◆ PASSAGE TO READ ◆
################

The goal of the program is explained on the project Euler link (above), but I will attempt to briefly explain my code:
The first function uses a Sieve of Erasthenes to produce a list of prime numbers and a modified sieve to produce a dictionary of {composite_number:[prime_factor_list]} within a specified range.
The second function attempts to count the number of fractions of the form n/d that can be produced where n < d and d <= 1000000. The problem states that I should only count reduced proper fractions, so the bulk of this function is concerned with weeding out reducible fractions. My strategy is to loop through each numerator between 1 and d-1, and discard unsuitable denominators. For primes this is simple, and for non-primes I am close to a working solution, but still discard some values more than once. For the purposes of this post, the important detail is the way that I tally up the count:
Initially I used a simple counter (initialise count to 0 then increment as needed), but decided to try a dictionary instead. What surprised me was that the two methods gave different results, but only when the upper limit (d) exceeded a certain size. I probed deeper and managed to isolate the exact moment that the counts diverge. The line if 88000 < i < 88055: near the bottom identifies the point at which the sum of dict values begins to differ from the simple count. For values up to i = 88032, the value are the same, but when i = 88033, the values diverge dramatically:
from collections import defaultdict
def primeset(limit):
pr = [0]*(limit+1)
for i in range(2,limit+1):
j = i
i += j
while i <= limit:
pr[i] = 1
i += j
primes = [k for k in range(2,limit+1) if pr[k] == 0]
composites = defaultdict(list)
for p in primes:
q = p
p += q
while p <= limit:
composites[p].append(q)
p += q
return primes, composites
def method2(limit):
primes, composites = primeset(limit)
prf = {}
count = 0
count += limit-1
count += (limit-2)/2
prf[1] = limit-1
prf[2] = (limit-2)/2
for i in primes:
if i != 2:
tally = limit-i-(limit/i)+1
count += tally
prf[i] = tally
for i in composites:
tally = limit-i
for item in composites[i]:
tally -= (limit/item-i/item)
count += tally
prf[i] = tally
if 88000 < i < 88055:
print i, count, tally, sum(prf.values())

################

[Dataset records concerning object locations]

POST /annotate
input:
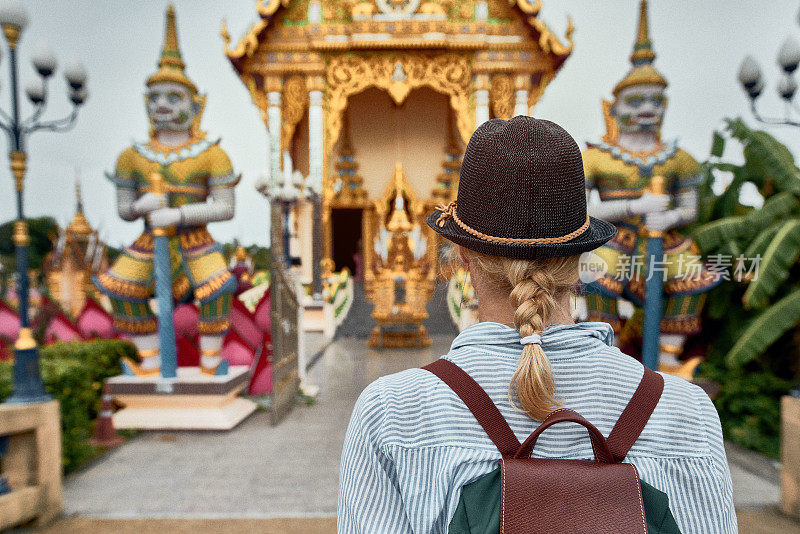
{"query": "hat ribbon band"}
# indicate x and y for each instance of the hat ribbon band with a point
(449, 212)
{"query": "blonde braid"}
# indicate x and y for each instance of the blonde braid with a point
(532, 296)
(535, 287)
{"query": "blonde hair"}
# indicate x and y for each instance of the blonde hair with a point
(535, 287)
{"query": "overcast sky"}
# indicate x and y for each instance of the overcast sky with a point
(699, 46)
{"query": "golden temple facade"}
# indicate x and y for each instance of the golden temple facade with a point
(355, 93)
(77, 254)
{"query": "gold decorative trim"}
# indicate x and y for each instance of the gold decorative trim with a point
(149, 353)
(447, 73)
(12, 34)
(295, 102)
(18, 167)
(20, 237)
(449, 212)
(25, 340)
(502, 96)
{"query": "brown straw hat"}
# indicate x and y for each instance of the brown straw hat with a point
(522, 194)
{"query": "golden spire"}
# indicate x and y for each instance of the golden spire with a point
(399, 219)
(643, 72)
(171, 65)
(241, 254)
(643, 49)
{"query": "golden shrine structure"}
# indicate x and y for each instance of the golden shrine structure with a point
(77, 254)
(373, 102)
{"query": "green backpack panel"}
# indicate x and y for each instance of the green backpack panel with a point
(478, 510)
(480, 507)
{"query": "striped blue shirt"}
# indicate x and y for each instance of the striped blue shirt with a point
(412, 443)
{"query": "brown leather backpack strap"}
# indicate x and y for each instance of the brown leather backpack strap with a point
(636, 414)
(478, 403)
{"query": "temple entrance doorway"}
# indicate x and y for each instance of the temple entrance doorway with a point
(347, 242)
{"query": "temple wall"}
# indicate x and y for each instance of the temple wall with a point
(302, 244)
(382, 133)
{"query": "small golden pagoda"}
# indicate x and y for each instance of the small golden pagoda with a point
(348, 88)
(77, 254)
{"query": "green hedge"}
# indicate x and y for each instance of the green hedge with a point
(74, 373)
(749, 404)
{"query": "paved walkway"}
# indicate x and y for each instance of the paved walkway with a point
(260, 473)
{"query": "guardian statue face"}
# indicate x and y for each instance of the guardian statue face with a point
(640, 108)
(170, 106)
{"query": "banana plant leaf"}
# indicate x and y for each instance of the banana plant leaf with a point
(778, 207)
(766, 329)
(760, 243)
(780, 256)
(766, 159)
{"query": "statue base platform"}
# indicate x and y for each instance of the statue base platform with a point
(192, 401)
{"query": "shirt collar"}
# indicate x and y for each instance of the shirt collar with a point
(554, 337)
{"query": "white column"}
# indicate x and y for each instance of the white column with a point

################

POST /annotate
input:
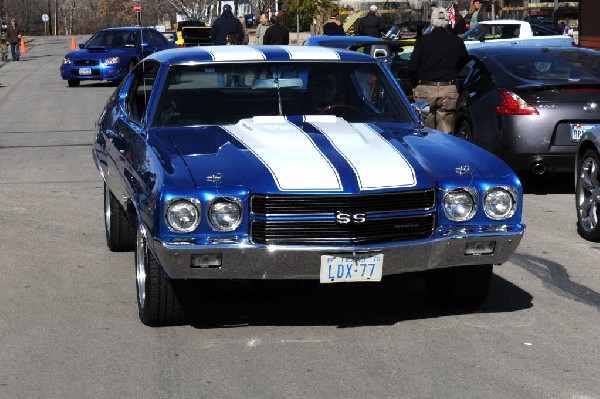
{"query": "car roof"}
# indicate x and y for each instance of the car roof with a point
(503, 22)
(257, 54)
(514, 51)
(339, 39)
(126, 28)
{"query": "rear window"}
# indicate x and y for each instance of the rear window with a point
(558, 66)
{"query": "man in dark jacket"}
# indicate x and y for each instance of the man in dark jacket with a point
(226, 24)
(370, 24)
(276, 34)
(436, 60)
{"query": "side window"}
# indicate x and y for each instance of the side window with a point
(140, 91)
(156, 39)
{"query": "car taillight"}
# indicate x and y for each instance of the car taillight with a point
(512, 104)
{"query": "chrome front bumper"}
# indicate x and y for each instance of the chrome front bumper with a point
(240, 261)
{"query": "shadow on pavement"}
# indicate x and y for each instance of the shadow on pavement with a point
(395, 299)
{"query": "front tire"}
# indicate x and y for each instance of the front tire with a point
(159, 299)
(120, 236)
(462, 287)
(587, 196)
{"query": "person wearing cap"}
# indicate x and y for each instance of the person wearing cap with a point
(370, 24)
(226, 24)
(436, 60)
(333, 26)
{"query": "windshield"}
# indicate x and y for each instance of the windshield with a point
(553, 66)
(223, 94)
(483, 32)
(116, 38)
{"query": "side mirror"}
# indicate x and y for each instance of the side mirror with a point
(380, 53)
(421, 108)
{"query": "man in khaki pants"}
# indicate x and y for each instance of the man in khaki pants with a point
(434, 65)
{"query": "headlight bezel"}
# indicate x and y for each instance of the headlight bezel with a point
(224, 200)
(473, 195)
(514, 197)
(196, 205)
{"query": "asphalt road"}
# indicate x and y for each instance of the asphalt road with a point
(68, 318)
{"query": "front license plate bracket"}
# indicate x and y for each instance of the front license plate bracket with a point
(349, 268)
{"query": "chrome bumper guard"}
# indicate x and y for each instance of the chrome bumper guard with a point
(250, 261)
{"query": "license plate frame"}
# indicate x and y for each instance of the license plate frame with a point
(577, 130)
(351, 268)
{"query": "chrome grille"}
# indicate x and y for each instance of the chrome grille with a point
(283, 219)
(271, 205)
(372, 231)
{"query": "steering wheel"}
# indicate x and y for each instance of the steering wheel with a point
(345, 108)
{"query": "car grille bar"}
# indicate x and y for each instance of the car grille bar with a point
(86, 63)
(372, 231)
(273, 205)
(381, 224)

################

◆ WHAT TO DO ◆
**a)** Answer the following questions using the Project Euler post:
(i) What does the first function use to produce a list of prime numbers?
(ii) What did the author initially use to tally the count before trying a dictionary?
(iii) At what value of i do the two counts diverge?
**b)** Translate the following sentence from the Project Euler post into French: "Initially I used a simple counter (initialise count to 0 then increment as needed), but decided to try a dictionary instead."
**c)** Reproduce the Project Euler post word for word, from "The goal of" up to and including "a specified range.".

◆ SOLUTIONS PER TASK ◆
**a)**
(i) A Sieve of Erasthenes
(ii) A simple counter
(iii) 88033

**b)** Au départ, j'ai utilisé un simple compteur (initialiser count à 0, puis l'incrémenter au besoin), mais j'ai décidé d'essayer plutôt un dictionnaire.

**c)**
The goal of the program is explained on the project Euler link (above), but I will attempt to briefly explain my code:
The first function uses a Sieve of Erasthenes to produce a list of prime numbers and a modified sieve to produce a dictionary of {composite_number:[prime_factor_list]} within a specified range.